### Dataset rows
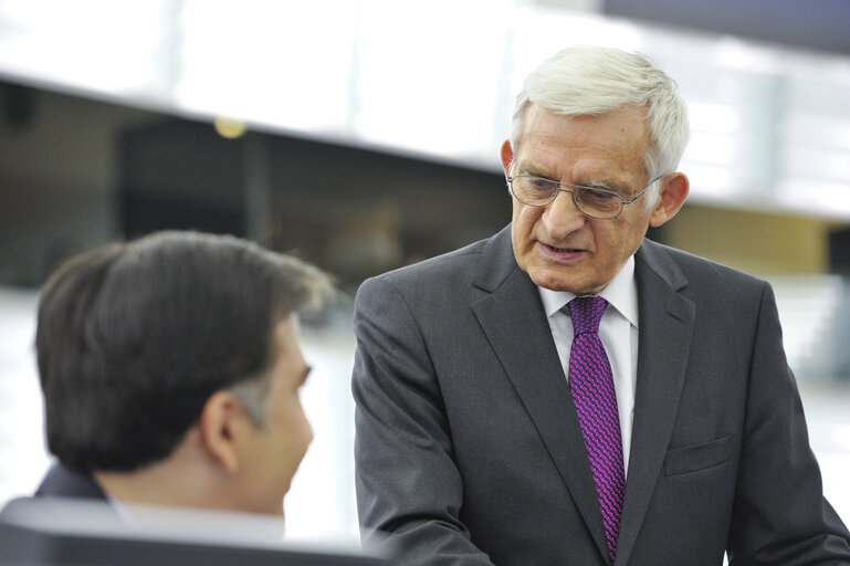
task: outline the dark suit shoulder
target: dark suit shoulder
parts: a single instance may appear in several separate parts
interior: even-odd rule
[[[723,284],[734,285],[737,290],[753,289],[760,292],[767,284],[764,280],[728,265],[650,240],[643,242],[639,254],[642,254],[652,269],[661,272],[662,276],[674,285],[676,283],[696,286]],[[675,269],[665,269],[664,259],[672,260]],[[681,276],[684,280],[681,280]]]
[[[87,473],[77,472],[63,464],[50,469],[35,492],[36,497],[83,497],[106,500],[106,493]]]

...

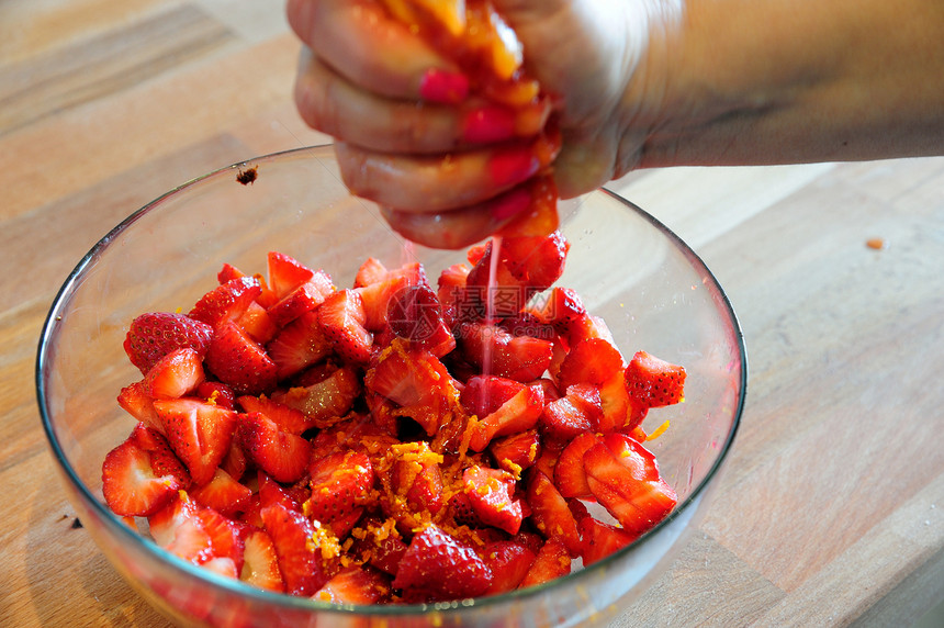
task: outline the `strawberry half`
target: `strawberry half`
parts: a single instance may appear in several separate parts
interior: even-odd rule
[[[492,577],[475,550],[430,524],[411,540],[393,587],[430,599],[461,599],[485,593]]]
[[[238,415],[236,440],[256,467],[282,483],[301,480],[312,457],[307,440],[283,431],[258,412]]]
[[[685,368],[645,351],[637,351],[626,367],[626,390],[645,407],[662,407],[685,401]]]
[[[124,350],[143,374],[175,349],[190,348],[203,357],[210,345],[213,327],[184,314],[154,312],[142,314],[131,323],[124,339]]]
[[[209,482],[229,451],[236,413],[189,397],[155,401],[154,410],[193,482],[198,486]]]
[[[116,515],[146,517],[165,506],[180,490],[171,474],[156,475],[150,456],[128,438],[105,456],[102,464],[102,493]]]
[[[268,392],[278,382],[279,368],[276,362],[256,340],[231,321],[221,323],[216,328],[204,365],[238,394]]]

### Task instructions
List every line of the records that contains the word "half", and copy each one in full.

### Expected answer
task: outline the `strawberry half`
target: `strawberry half`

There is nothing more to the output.